Homily for 13 November 2022 by Fr. Joe Tedesco
Founders Day Mass
Genesis 28: 11 – 18; 1 Peter 2: 4 – 9; John 15: 9 – 17
We are celebrating our 73rd anniversary of our Founding and the 29th anniversary of the dedication of our new Church. A very special time for our community and for all who are part of our Mepkin family. We give thanks today for all of the blessings we have received these many years.
In September of this year, our Order held our General Chapter and our new Abbot General, Father Bernardus, inspired us with the challenge to live our Cistercian Charism, as the gift we give to the Church and to the world. The Church needs our contemplative life. We give witness to Gospel life as the way to life in God. Our monastic life offers this witness to the world.
This witness and this challenge to truly live the life inspires each of us to live with faithfulness this great gift we have been called to live here at Mepkin Abbey. Each monastery of our Order is unique in how they live the Cistercian life. The real mystery is we are all Cistercians living this wonderful life by the Rule of St. Benedict and we all live it in our own unique way. That is the gift each monastery offers the Church.
The gateway to Heaven as we hear in Jacobs famous dream – truly is a revelation of God promising him and his descendants this new life of plenty and God that will never leave him.
In Jesus, our Christ, we receive the continuation of this promise from God. We are his chosen people, a holy nation, a royal priesthood. Worthy to offer to God the holy sacrifices of our lives of praise and thanksgiving.
Of course, there’s only one way to complete the dream and the promise – to live as one in Christ. To truly be his disciples. Our wonderful Cistercian life here at Mepkin gives us the place and the opportunity to fulfill this new life given to us in the Spirit and in our individual call by God to be Trappist monks.

********************

** THINGS TO DO **
a: Copy the Founders Day homily again, starting at the words "Of course, there’s" and stopping after "be Trappist monks.". Substitute "Cistercian monks" for "Trappist monks".
b: According to the Founders Day homily, what is the name of the new Abbot General?

** DATA EXTRACT **
********************

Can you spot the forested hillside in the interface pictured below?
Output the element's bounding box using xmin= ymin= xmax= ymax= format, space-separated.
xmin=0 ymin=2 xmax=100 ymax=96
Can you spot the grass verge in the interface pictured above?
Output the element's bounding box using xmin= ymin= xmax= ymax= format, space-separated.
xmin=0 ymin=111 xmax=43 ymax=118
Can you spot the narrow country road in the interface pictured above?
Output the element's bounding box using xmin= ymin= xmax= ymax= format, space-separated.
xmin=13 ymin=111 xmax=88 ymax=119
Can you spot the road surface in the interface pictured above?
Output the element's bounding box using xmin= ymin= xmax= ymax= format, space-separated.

********************

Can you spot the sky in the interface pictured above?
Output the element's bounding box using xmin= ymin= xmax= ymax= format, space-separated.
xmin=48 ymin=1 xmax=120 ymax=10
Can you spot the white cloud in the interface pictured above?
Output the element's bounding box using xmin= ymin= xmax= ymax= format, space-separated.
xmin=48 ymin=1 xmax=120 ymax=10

********************

** WRITTEN RESPONSES **
a:
Of course, there’s only one way to complete the dream and the promise – to live as one in Christ. To truly be his disciples. Our wonderful Cistercian life here at Mepkin gives us the place and the opportunity to fulfill this new life given to us in the Spirit and in our individual call by God to be Cistercian monks.

b: Father Bernardus